DOCUMENT EXTRACT:
When students are tripped up by challenges, they may respond by tuning out, acting out, or dropping out. Often, however, they do so not because of a defect in their makeup (lack of stick-to-itiveness) but because of what and how they were taught. Perhaps those challenges — what they were asked to do — weren't particularly engaging or relevant. Finger-wagging adults who exhort children to do their best sometimes don't offer a persuasive reason for why a given task should be done at all, let alone done well. And when students throw up their hands after failing at something they were asked to do, it may be less because they lack grit than because they weren't really "asked" to do it — they were told to do it. They had nothing to say about the content or context of the curriculum. And people of all ages are more likely to persevere when they have the chance to make decisions about the things that affect them.
The most impressive educational activists are those who struggle to replace a system geared to memorizing facts and taking tests with one dedicated to exploring ideas. They're committed to a collaborative approach to schooling that learners will find more engaging. By contrast, those enamored of grit look at the same status quo and ask, "How can we get kids to put up with it?"
Duckworth has insisted that grit allows people to meet their own goals, but the focus of her research, particularly with children, is on compliance: how to make students pay "attention to a teacher rather than daydreaming," persist "on long-term assignments despite boredom and frustration," choose "homework over TV," and "behav[e] properly in class." In her recent research, she created a task that's deliberately boring, the point being to devise strategies so students will resist the temptation to do something more interesting instead.

DATASET RECORDS:
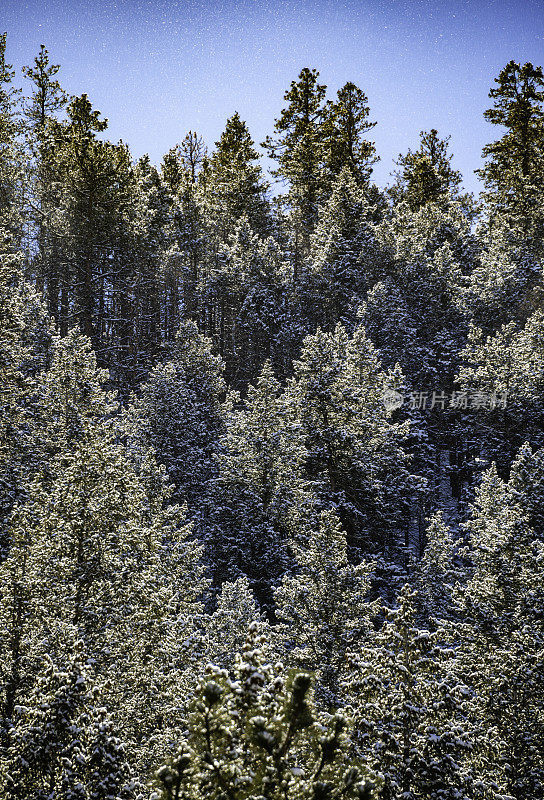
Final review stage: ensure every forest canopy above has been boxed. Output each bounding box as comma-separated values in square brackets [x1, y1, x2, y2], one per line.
[0, 34, 544, 800]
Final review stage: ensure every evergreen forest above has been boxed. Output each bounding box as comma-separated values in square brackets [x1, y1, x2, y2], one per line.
[0, 34, 544, 800]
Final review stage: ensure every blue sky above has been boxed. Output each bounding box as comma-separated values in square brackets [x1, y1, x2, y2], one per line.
[4, 0, 544, 190]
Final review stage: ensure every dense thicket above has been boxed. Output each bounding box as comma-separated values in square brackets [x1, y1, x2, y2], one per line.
[0, 35, 544, 800]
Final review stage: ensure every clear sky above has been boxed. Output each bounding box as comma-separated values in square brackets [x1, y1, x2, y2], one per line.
[4, 0, 544, 190]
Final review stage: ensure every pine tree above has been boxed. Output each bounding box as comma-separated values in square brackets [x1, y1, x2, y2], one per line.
[201, 113, 269, 244]
[479, 61, 544, 235]
[263, 67, 327, 262]
[416, 511, 457, 620]
[347, 586, 493, 800]
[288, 325, 409, 553]
[325, 81, 379, 188]
[206, 363, 312, 610]
[123, 322, 226, 516]
[161, 131, 207, 194]
[0, 641, 137, 800]
[154, 623, 375, 800]
[275, 511, 372, 708]
[0, 333, 206, 772]
[389, 128, 471, 212]
[301, 168, 381, 330]
[450, 454, 544, 800]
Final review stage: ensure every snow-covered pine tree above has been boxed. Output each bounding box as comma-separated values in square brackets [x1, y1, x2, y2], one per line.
[0, 332, 206, 772]
[4, 640, 138, 800]
[206, 362, 313, 607]
[345, 585, 488, 800]
[286, 325, 410, 555]
[121, 321, 226, 519]
[274, 511, 372, 709]
[456, 454, 544, 800]
[300, 167, 382, 330]
[153, 623, 376, 800]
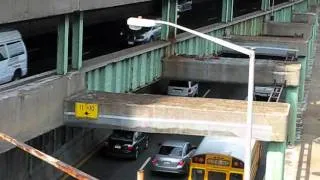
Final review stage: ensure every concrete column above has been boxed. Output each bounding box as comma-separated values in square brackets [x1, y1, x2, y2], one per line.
[264, 142, 286, 180]
[261, 0, 270, 11]
[57, 15, 69, 74]
[72, 12, 83, 70]
[221, 0, 233, 23]
[286, 86, 299, 144]
[161, 0, 178, 40]
[299, 57, 307, 102]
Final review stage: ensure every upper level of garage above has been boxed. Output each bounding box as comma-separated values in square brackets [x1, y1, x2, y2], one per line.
[0, 0, 150, 24]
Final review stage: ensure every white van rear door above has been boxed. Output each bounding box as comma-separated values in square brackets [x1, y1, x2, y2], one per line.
[0, 44, 10, 84]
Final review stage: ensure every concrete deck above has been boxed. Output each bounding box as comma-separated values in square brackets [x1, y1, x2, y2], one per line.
[223, 35, 308, 56]
[64, 92, 290, 141]
[162, 56, 301, 86]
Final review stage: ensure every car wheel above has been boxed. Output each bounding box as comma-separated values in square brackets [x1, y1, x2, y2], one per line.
[12, 70, 21, 81]
[144, 139, 149, 149]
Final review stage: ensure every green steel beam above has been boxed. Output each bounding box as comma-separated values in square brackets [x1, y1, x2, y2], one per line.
[285, 86, 299, 144]
[264, 142, 286, 180]
[72, 12, 83, 70]
[261, 0, 270, 11]
[57, 15, 69, 75]
[299, 57, 307, 102]
[161, 0, 178, 40]
[221, 0, 233, 23]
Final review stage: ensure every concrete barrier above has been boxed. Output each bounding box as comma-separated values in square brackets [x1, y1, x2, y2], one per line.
[0, 72, 85, 152]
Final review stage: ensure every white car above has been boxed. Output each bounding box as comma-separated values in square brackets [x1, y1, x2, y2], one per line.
[177, 0, 192, 12]
[127, 25, 161, 45]
[0, 30, 28, 84]
[168, 80, 199, 97]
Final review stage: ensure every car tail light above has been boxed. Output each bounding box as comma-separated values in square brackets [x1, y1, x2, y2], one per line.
[192, 155, 205, 164]
[177, 160, 184, 167]
[127, 145, 133, 151]
[151, 158, 158, 165]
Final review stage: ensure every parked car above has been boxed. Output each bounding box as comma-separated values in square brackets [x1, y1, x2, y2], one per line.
[120, 25, 161, 46]
[177, 0, 192, 12]
[151, 140, 196, 174]
[104, 130, 149, 159]
[168, 80, 199, 97]
[0, 30, 28, 84]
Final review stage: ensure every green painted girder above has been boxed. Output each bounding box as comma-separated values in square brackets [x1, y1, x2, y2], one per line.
[57, 15, 69, 75]
[72, 12, 83, 70]
[86, 48, 164, 93]
[285, 87, 299, 144]
[221, 0, 234, 23]
[161, 0, 178, 40]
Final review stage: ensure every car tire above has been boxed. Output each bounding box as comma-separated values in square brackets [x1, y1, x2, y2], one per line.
[12, 70, 21, 81]
[144, 139, 149, 149]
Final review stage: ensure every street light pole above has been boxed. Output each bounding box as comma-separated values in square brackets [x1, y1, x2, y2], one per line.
[127, 17, 255, 180]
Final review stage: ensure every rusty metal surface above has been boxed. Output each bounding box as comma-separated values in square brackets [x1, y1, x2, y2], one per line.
[0, 133, 97, 180]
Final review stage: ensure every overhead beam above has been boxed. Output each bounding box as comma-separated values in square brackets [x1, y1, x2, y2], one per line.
[162, 56, 301, 86]
[64, 92, 290, 142]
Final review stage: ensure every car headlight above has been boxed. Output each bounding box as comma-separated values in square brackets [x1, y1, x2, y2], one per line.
[137, 35, 144, 39]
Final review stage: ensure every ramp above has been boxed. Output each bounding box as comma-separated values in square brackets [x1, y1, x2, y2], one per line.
[64, 92, 290, 142]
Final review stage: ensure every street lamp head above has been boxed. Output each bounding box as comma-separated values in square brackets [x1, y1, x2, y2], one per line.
[127, 17, 157, 30]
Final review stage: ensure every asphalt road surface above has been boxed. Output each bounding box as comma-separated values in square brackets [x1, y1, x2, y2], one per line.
[69, 134, 202, 180]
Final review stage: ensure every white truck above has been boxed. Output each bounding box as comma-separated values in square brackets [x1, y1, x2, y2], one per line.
[0, 30, 28, 84]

SET OF TASKS:
**a)** Render this sentence from the text on grit and schooling into Spanish: "They had nothing to say about the content or context of the curriculum."
**b)** Summarize the text on grit and schooling in two sentences.
**c)** Write a continuation of the text on grit and schooling, beginning after its final sentence.

RESPONSES PER TASK:
**a)** No tenían nada que decir sobre el contenido ni el contexto del plan de estudios.

**b)** Students who give up may do so because their tasks were neither engaging nor relevant and they had no say in their work, not because they lack grit. Activists work to replace memorization and testing with the exploration of ideas, while grit advocates such as Duckworth focus on getting students to comply with and endure the current system.

**c)**
This is the mindset that underlies the campaign for grit and self-discipline, even if it's rarely spelled out. Which is why it's crucial that those of us who don't share Duckworth's values — and are committed to changing the system rather than just making kids adapt to it — maintain a healthy skepticism about that campaign. While we're at it, we might as well bring that same skepticism to bear when the next bandwagon rolls through town.
Note
1. For evidence, we need look no further than research Duckworth herself cites to prove that self-discipline predicts academic performance. One of these studies found that such performance "seemed as much a function of attention to details and the rules of the academic game as it was of intellectual talent." High-achieving students "were not particularly interested in ideas or in cultural or aesthetic pursuits. Moreover, they were not particularly tolerant or empathic; however, they did seem stable, pragmatic, and task-oriented, and lived in harmony with the rules and conventions of society. Finally, relative to students in general, these superior achievers seemed somewhat stodgy and unoriginal."